RECORDS SHOWN ->
┌──

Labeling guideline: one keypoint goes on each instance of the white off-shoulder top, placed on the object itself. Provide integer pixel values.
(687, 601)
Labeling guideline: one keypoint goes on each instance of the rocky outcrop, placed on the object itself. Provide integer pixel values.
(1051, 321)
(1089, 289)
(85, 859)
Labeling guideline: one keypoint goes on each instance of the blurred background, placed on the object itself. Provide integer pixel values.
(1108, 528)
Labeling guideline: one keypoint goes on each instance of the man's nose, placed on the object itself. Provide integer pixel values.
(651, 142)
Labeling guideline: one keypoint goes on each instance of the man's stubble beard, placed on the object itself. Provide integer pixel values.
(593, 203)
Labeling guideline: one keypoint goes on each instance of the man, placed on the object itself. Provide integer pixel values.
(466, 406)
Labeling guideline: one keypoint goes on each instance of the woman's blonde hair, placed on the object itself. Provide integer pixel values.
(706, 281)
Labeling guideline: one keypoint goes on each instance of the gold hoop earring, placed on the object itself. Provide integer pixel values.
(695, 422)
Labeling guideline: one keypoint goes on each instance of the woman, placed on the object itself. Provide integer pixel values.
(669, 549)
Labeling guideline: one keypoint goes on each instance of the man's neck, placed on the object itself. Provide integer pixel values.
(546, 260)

└──

WHAT TO PRODUCE -> Rewrite the lines above as a Markdown table with two columns, Row and Line, leaving out any blank lines.

FULL ANSWER ->
| Row | Line |
|---|---|
| 1 | Labeling guideline: one keypoint goes on each instance of the white off-shoulder top, placed on the object itself. Provide integer pixel values. |
| 2 | (687, 601) |
| 3 | Labeling guideline: one keypoint goes on each instance of the rocky outcrop, placed on the object itself. Provide integer pixel values. |
| 4 | (1051, 321) |
| 5 | (1089, 289) |
| 6 | (85, 859) |
| 7 | Labeling guideline: one keypoint goes on each instance of the blurred background, placed on the object itself. Provide integer pixel values. |
| 8 | (1108, 528) |
| 9 | Labeling guideline: one keypoint goes on each instance of the man's nose, placed on the object itself. Provide integer pixel values. |
| 10 | (651, 142) |
| 11 | Labeling guideline: one keypoint goes on each instance of the man's stubble beard, placed on the object itself. Provide integer pixel values. |
| 12 | (593, 203) |
| 13 | Labeling guideline: one keypoint goes on each instance of the man, placed on the object itself. Provide integer pixel values. |
| 14 | (466, 406) |
| 15 | Labeling guideline: one keypoint goes on each instance of the woman's blonde hair, placed on the object itself. Provide integer pixel values. |
| 16 | (706, 281) |
| 17 | Labeling guideline: one keypoint goes on each instance of the gold hoop earring, placed on the object itself. Provide integer pixel values. |
| 18 | (695, 422) |
| 19 | Labeling guideline: one keypoint goes on each instance of the woman, placed on the object itself. Provide integer pixel values. |
| 20 | (669, 549) |
| 21 | Labeling guideline: one keypoint goes on each instance of the man's neck, placed on the object itself. Provide integer pixel values. |
| 22 | (546, 260) |